▸ **GIVEN REQUEST 1**:
Decide whether each statement agrees with the minimum wage text, answering yes or no and quoting the words from the text that settle it: (a) Paul Gregg is undertaking the recruitment and retention study at the London School of Economics. (b) The UK has systematically tried to formulate what constitutes a minimum living standard. (c) In April 1992 prices, a lone mother with two children would require £128 net.

▸ **TEXT**:
>> START

3. Expected economic impact
Although most JRF work is not on subjects that would shed light on the expected impact of the NMW on employment and company behaviour, the LPC should be aware of one highly relevant project currently in progress on Recruitment and retention in low paying labour markets. Undertaken by Paul Gregg at the London School of Economics, it is focusing on the relationship between low pay, recruitment and labour turnover. The study is exploring the possibility that increased labour costs resulting from the NMW may be partially offset by the benefits of more effectively targeted recruitment, or by lower recruitment costs because of improved retention rates. Evidence from this study will start to emerge concurrently with the LPC's deliberations, and can be obtained by direct contact with the author.
4. [LPC category not applicable]
5. Main JRF Findings of relevance to the Commission
a) Income adequacy
Any minimum wage is intended in some respect to improve the living conditions of low-paid workers. Whether its stated objective is to outlaw only the most extreme cases of "exploitative" or inequitable pay rates, to combat "social exclusion" or to address poverty or income inequality more widely, it is relevant to know what given levels of remuneration mean for families, in terms of their ability to afford basic items needed to function in modern society. (Although it is sometimes argued that the rationale for a minimum wage is mainly about "fair pay for the job" rather than adequate incomes, to ignore the latter entirely would beg the question of why the government only wishes to intervene in market-determined remuneration at the bottom end of the wage scale.)
Unlike many other countries, the UK has not systematically tried to formulate what constitutes a minimum living standard. But research supported by JRF has produced some valuable indicators. Notably:
Research on Household budgets and living standards (1992) by the Family Budget Unit calculated the net income needed to buy what are generally considered the necessities of life. This research, conducted in the early 1990s but still relevant, calculated what would be needed to attain given standards of living, labelled "modest but adequate" and "low cost". The latter included only items that at least two-thirds of the population described as necessities or which at least three-quarters of the population had. On this basis, it was calculated that two adults with two children would need £141 net, and a lone mother with two children would require £111 net, in both cases in April 1992 prices. (In October 1997 prices, this equates to £162 and £128 respectively.)

>> END

▸ **Lines of data**:

>> START

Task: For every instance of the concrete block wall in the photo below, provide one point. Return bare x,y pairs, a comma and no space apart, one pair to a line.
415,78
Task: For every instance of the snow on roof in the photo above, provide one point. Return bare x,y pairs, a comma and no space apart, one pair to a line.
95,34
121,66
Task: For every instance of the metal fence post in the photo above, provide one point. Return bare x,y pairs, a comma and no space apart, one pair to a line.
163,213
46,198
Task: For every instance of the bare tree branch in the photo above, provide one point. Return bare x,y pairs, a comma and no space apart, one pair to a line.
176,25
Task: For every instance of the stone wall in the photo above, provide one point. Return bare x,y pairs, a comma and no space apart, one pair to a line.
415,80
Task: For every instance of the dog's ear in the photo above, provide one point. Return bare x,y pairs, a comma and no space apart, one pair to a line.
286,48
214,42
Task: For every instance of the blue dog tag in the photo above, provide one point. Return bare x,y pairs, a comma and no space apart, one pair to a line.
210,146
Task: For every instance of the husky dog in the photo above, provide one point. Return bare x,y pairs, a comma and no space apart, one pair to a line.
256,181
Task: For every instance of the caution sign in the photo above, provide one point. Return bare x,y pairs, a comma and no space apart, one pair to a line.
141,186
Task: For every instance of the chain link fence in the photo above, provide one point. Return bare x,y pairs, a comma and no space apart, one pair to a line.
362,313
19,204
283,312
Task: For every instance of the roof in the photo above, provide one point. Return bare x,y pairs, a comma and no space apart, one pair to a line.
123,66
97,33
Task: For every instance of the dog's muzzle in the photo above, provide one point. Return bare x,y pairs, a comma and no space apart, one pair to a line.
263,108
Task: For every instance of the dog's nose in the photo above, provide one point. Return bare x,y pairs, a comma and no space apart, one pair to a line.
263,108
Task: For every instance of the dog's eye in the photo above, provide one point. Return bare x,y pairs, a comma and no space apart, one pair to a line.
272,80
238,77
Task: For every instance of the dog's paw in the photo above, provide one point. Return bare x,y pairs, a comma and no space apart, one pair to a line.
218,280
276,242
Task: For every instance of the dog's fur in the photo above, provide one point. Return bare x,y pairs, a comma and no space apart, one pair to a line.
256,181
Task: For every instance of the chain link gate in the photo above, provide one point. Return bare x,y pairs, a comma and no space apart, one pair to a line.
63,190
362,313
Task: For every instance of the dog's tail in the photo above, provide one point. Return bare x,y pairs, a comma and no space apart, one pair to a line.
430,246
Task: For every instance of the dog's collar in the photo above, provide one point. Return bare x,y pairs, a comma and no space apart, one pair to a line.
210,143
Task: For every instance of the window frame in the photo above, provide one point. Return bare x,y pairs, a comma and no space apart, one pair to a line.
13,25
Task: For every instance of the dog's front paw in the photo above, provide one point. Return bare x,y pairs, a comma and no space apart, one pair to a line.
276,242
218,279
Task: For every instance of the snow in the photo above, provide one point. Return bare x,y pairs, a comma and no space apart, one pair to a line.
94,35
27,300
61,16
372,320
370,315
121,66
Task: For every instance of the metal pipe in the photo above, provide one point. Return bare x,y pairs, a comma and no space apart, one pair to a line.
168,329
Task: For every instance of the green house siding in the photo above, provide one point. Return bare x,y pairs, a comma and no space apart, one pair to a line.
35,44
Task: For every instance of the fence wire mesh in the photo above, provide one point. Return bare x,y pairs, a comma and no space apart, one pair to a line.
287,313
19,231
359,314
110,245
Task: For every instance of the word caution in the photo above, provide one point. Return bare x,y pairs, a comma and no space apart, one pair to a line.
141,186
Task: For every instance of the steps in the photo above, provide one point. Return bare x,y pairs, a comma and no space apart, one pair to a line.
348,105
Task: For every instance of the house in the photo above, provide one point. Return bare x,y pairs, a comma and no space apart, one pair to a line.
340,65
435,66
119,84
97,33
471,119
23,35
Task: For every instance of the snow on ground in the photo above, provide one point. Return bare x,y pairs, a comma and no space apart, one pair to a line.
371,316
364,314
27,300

>> END

▸ **GIVEN REQUEST 2**:
Count the lines in the records above that contain the string "caution", with case mattering, and give only the number.

▸ **WORKED ANSWER 1**:
(a) Yes: "Undertaken by Paul Gregg at the London School of Economics"
(b) No: "Unlike many other countries, the UK has not systematically tried to formulate what constitutes a minimum living standard."
(c) No: "a lone mother with two children would require £111 net, in both cases in April 1992 prices"

▸ **WORKED ANSWER 2**:
2